What needs to be done: The records below must be retyped exactly.

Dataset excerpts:
****

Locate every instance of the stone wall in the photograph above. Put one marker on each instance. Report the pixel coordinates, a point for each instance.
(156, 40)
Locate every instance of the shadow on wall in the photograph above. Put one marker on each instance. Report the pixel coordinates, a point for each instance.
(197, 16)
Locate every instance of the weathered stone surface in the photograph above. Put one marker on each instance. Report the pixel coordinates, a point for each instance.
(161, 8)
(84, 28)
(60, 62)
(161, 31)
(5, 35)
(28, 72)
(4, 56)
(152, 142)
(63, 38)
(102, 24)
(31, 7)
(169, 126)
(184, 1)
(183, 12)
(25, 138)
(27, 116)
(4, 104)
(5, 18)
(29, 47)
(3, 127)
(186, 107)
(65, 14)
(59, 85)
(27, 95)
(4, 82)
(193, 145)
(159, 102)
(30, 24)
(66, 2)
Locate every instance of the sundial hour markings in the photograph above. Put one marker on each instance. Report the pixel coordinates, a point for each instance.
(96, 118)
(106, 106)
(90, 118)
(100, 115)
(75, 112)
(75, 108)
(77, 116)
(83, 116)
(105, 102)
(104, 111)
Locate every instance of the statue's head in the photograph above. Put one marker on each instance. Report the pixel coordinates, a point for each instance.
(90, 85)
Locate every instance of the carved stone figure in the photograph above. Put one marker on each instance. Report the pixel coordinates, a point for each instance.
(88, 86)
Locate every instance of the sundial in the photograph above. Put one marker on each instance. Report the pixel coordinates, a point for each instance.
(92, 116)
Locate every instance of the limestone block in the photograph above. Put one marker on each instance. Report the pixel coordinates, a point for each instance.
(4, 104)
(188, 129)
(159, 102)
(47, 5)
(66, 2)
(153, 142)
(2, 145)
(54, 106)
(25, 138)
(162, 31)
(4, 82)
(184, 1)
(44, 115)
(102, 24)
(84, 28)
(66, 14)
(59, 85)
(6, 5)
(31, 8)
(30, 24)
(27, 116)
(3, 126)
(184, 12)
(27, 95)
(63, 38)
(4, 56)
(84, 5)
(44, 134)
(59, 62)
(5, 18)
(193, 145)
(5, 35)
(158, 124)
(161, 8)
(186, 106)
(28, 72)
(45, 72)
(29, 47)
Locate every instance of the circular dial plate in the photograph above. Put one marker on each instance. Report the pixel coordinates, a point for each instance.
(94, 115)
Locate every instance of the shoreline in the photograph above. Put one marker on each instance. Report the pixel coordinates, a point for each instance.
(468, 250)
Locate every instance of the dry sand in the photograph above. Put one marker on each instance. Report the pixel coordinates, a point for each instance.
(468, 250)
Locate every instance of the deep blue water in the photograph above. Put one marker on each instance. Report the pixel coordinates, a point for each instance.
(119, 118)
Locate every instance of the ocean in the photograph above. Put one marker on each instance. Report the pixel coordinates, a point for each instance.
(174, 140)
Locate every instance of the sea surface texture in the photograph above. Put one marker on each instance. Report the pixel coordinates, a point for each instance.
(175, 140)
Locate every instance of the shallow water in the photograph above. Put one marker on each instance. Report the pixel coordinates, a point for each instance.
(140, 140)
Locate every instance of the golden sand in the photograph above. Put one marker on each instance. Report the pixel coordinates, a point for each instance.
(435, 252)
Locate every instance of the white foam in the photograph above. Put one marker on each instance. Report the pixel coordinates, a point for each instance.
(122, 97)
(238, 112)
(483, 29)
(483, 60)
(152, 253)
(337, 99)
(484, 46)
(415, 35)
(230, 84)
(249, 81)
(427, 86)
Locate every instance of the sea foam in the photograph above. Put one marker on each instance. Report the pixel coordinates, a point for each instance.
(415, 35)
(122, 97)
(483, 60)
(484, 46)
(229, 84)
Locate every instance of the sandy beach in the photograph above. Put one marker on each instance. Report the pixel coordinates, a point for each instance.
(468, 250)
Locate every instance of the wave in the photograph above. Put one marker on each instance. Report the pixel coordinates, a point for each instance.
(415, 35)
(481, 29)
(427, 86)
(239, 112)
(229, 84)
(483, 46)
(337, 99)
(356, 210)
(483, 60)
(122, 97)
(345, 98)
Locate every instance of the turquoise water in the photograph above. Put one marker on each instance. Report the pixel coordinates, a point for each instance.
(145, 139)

****

Response:
Locate every instance of the stone wall in the photograph above. Put one marker on each instance. Report the pixel coordinates, a point for each instance.
(156, 40)
Locate every instance of the shadow on wall in the photograph above. Put one marker on each instance. Report the pixel coordinates, a point for each instance.
(197, 16)
Locate every instance of the weathered stone surface in the photograph above. Put one marker on each instance. Report the pixel coordinates, a point for each instance.
(161, 8)
(84, 28)
(60, 62)
(161, 31)
(5, 35)
(28, 72)
(4, 56)
(152, 142)
(63, 38)
(102, 24)
(31, 7)
(169, 126)
(184, 1)
(183, 12)
(25, 138)
(27, 116)
(4, 104)
(5, 18)
(29, 47)
(3, 127)
(186, 107)
(65, 14)
(59, 85)
(27, 95)
(4, 82)
(193, 145)
(159, 102)
(30, 24)
(66, 2)
Locate every instance of the sundial hour markings in the photograph above. Put one marker on each instance. Report the pixel coordinates, a point for each instance.
(96, 118)
(106, 106)
(90, 118)
(100, 115)
(75, 112)
(75, 108)
(77, 116)
(83, 116)
(105, 102)
(104, 111)
Locate every instance of the statue's head in the photograph above. Put one marker on each instance. Report the pixel coordinates, a point for each instance.
(90, 85)
Locate every instance of the carved stone figure in the photograph above. Put one marker on each instance. Report the pixel coordinates, a point for each instance.
(88, 86)
Locate every instance of the sundial in the photograph above. Put one marker on each instance. Report the pixel coordinates, a point for each instance.
(92, 116)
Locate every instance of the limestone block in the photograph above. Put one marker on each instance. Report the pixel coordinates, a point for each instance.
(4, 104)
(188, 129)
(159, 102)
(47, 5)
(66, 2)
(153, 142)
(2, 145)
(54, 106)
(25, 138)
(162, 31)
(4, 82)
(184, 1)
(44, 115)
(102, 24)
(84, 28)
(66, 14)
(59, 85)
(6, 5)
(31, 8)
(30, 24)
(27, 116)
(3, 126)
(184, 12)
(27, 95)
(63, 38)
(4, 56)
(84, 5)
(44, 134)
(59, 62)
(5, 18)
(193, 145)
(5, 35)
(158, 124)
(161, 8)
(186, 106)
(28, 72)
(45, 72)
(29, 47)
Locate every instance of the circular dial plate in the photograph above. Put one marker on each instance. Report the pixel coordinates, a point for each instance.
(94, 115)
Locate every instance of the shoreline in the photograph above. Put one marker on each instance. Report the pixel coordinates, a point for each instance.
(468, 250)
Locate every instance of the dry sand in the photograph above. Put one marker on each instance. Report the pixel coordinates, a point for each instance.
(468, 250)
Locate every instance of the deep blue water in the photograph above. Put one marker on each instance. Report the pixel coordinates, a point for each instance.
(119, 118)
Locate every instance of the ocean in the photograph above. Put one marker on each instance. Report the pixel coordinates, a point for each instance.
(174, 140)
Locate every instance of the sea surface texture in the photograph above. Put one marker on each instance. Report the pixel coordinates, a point for each instance.
(175, 140)
Locate every instance of the shallow water in the photograph above. Put one marker on each instance. Report the pixel coordinates, a point for each instance.
(140, 140)
Locate every instance of the golden sand in the photograph above. Put one marker on each instance. Report the pixel coordinates, a point for each instance.
(435, 252)
Locate every instance of the white foam in the photograph above. Put one marker on each instance. Report the pixel coordinates, a point for each instance.
(122, 97)
(238, 112)
(483, 29)
(483, 60)
(152, 253)
(337, 99)
(484, 46)
(415, 35)
(230, 84)
(249, 81)
(427, 86)
Locate every instance of the sea foam in the photograph above. Put one marker on each instance. Report the pixel coordinates, a point for each instance.
(415, 35)
(122, 97)
(483, 60)
(484, 46)
(229, 84)
Locate every instance of the sandy beach in the photograph above. Put one marker on each instance. Report the pixel coordinates, a point for each instance.
(468, 250)
Locate every instance of the wave in the photograph above. Put one marker on each instance. Report the pixel coordinates, a point for each instance.
(415, 35)
(481, 29)
(427, 86)
(239, 112)
(229, 84)
(483, 46)
(337, 99)
(356, 210)
(483, 60)
(122, 97)
(345, 98)
Locate every instance of the turquoise water in the photograph above. Put one marker on each instance. Report the pixel coordinates, a point for each instance.
(145, 139)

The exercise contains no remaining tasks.